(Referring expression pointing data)
::::::::::
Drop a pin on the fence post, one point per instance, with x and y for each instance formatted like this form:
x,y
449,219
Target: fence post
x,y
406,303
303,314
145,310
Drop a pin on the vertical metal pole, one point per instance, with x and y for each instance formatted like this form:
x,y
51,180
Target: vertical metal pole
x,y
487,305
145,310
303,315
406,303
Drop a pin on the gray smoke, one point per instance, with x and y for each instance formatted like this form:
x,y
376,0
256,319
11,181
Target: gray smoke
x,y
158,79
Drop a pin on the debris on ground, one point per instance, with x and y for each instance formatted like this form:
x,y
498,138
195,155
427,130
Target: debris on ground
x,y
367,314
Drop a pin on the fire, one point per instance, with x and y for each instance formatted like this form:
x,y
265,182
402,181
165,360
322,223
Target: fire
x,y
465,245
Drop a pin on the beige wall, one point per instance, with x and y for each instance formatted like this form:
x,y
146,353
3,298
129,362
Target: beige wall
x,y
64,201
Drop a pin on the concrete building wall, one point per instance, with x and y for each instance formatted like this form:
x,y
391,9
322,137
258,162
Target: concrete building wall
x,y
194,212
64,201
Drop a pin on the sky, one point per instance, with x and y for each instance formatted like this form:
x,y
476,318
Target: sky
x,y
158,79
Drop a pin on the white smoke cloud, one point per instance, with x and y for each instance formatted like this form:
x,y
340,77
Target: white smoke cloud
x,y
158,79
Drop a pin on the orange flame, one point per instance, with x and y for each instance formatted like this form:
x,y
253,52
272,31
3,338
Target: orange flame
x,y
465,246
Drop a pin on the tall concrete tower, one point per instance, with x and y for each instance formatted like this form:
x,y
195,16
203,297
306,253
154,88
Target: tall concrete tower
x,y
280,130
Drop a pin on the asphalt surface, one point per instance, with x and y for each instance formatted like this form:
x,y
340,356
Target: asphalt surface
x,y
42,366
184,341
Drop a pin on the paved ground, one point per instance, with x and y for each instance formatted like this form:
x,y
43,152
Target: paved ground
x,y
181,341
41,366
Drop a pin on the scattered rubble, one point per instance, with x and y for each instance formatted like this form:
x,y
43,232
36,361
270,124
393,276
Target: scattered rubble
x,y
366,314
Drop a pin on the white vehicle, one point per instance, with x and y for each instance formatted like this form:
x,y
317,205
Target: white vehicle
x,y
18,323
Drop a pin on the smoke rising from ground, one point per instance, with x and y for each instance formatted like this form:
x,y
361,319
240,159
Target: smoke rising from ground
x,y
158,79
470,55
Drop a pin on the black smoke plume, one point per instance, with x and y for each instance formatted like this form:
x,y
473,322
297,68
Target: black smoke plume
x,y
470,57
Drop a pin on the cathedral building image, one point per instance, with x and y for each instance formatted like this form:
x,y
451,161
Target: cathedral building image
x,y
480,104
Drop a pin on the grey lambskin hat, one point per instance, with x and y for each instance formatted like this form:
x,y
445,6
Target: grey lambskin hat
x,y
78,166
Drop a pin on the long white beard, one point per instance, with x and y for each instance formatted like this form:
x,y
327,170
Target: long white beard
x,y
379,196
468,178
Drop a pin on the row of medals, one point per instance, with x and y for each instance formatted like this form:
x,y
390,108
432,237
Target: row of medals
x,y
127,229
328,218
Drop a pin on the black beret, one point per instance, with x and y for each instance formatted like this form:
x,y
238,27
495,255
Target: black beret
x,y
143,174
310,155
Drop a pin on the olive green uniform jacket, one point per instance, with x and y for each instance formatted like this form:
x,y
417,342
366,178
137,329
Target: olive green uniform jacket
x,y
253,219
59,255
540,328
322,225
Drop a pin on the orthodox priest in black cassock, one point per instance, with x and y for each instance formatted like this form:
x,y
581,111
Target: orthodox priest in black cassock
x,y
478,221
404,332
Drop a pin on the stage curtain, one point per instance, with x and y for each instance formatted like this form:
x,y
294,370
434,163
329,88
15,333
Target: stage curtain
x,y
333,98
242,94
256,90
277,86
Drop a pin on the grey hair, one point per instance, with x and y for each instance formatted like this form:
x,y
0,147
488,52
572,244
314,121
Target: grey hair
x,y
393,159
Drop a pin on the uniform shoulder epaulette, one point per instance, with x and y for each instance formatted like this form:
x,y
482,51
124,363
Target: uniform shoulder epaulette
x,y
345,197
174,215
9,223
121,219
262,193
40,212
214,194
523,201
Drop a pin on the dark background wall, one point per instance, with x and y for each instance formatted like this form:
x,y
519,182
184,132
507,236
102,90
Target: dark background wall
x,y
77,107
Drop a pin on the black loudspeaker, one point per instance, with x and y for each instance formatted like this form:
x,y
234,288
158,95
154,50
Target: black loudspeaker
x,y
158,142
::::::::::
#### PROBLEM DESCRIPTION
Each record shown above must be reproduced exactly.

#### RESULT OF THE EXERCISE
Drop a pin on the fence post, one point per instance, with x and y for each instance formatted like this form:
x,y
449,219
Target: fence post
x,y
406,303
303,314
145,310
Drop a pin on the vertical metal pole, one point per instance, with x and y for each instance formatted like this form:
x,y
51,180
Target: vertical metal pole
x,y
487,305
145,310
303,315
406,303
Drop a pin on the gray smoke, one point per instance, with x and y for each instance formatted like this form:
x,y
376,0
256,319
11,181
Target: gray smoke
x,y
158,79
Drop a pin on the debris on ground, one point per instance, with x and y for each instance formatted like this form:
x,y
498,138
195,155
427,130
Target: debris on ground
x,y
367,314
Drop a pin on the fire, one point per instance, with x and y for each instance formatted like this form:
x,y
265,182
402,181
165,360
322,223
Target: fire
x,y
465,245
Drop a pin on the beige wall, one point per instance, with x and y for each instance formatted like this form:
x,y
146,353
3,298
129,362
Target: beige wall
x,y
64,201
Drop a pin on the concrete building wall, one point per instance, with x and y for each instance formatted like this form:
x,y
391,9
322,137
258,162
Target: concrete building wall
x,y
194,212
64,201
Drop a pin on the sky, one point per instance, with x and y for each instance formatted like this form:
x,y
476,318
Target: sky
x,y
158,79
Drop a pin on the white smoke cloud, one point per instance, with x and y for each instance formatted like this form:
x,y
340,77
Target: white smoke cloud
x,y
158,79
Drop a pin on the orange flame, one point per instance, with x and y for each instance formatted like this form:
x,y
253,52
272,31
3,338
Target: orange flame
x,y
465,246
Drop a pin on the tall concrete tower, one point per instance, with x and y for each instance formatted like this form:
x,y
195,16
203,297
306,253
154,88
Target: tall concrete tower
x,y
280,130
Drop a pin on the asphalt surface, one point per instance, with x and y for each instance formatted like this form:
x,y
340,356
Target: asphalt surface
x,y
42,366
184,341
Drop a pin on the paved ground, one point per instance, with x and y for each instance formatted like this form:
x,y
43,152
Target: paved ground
x,y
181,341
41,366
Drop a pin on the scattered rubble, one point per instance, with x and y for each instance formatted like this form:
x,y
43,232
36,361
270,124
393,276
Target: scattered rubble
x,y
366,314
Drop a pin on the white vehicle, one point per instance, with x and y for each instance formatted like this form:
x,y
317,205
Target: white vehicle
x,y
18,323
Drop a pin on the smoke rising from ground, one point per instance, with x and y for each instance formatted like this form:
x,y
361,319
240,159
Target: smoke rising from ground
x,y
158,79
470,55
Drop a pin on the black smoke plume, one point per instance, with x and y for each instance formatted like this form:
x,y
473,322
297,68
Target: black smoke plume
x,y
470,57
Drop a pin on the cathedral building image, one point per instance, with x and y for each instance formatted like this form:
x,y
451,161
Target: cathedral building image
x,y
480,104
Drop a pin on the grey lambskin hat, one point per instance, with x and y for each instance formatted like this form:
x,y
445,6
Target: grey lambskin hat
x,y
78,166
Drop a pin on the long white beard, one point per instance, with x and y for each instance formatted like this form:
x,y
327,170
Target: long white beard
x,y
379,196
468,178
Drop a pin on the row of medals, one point per instance, with x and y for each instance formatted like this form:
x,y
390,108
432,237
Target: row of medals
x,y
127,229
328,218
Drop a pin on the black beret, one point per instance, with x and y for each instance formatted like this form:
x,y
238,27
495,255
Target: black beret
x,y
143,174
310,155
Drop a pin on the olive green uniform jacket, one point per instance, with x and y for each instance formatted like this form:
x,y
417,342
366,178
137,329
Target: olive green uniform jacket
x,y
253,219
59,255
540,328
322,225
Drop a pin on the orthodox priest in black cassock, one point per instance, with x and y for each instance formatted like this form:
x,y
581,111
Target: orthodox priest in black cassock
x,y
478,221
404,332
Drop a pin on the stage curtain, one point per instance, with x and y for each instance formatted like this form:
x,y
294,370
434,163
329,88
15,333
Target: stage curtain
x,y
333,98
242,94
256,90
277,86
Drop a pin on the grey hair, one point per instance, with x and y for each instance formatted like this form:
x,y
0,147
488,52
572,244
314,121
Target: grey hair
x,y
393,159
Drop a pin on the uniform shoulder epaulette, one point per instance, with x and y for each instance formatted like this form:
x,y
482,51
124,363
Target: uniform shoulder epaulette
x,y
345,197
174,215
9,223
121,219
262,193
40,212
214,194
523,201
Drop a pin on the dark background wall, one point per instance, with x and y for each instance formatted like this form:
x,y
519,182
184,132
507,236
102,90
Target: dark background wall
x,y
77,107
Drop a pin on the black loudspeaker, one point per instance, with x and y for each instance formatted like this form:
x,y
234,288
158,95
154,50
Target: black loudspeaker
x,y
158,142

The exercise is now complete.